Data excerpts
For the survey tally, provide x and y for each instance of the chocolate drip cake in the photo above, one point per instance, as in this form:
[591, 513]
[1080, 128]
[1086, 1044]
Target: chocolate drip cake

- Exercise requirements -
Each record shown above must be printed once more, exactly.

- Answer for the task -
For the survey tally, provide x and y for each instance of the chocolate drip cake in the photo above, one point per instance, as in this form:
[591, 513]
[1080, 128]
[1086, 1044]
Target: chocolate drip cake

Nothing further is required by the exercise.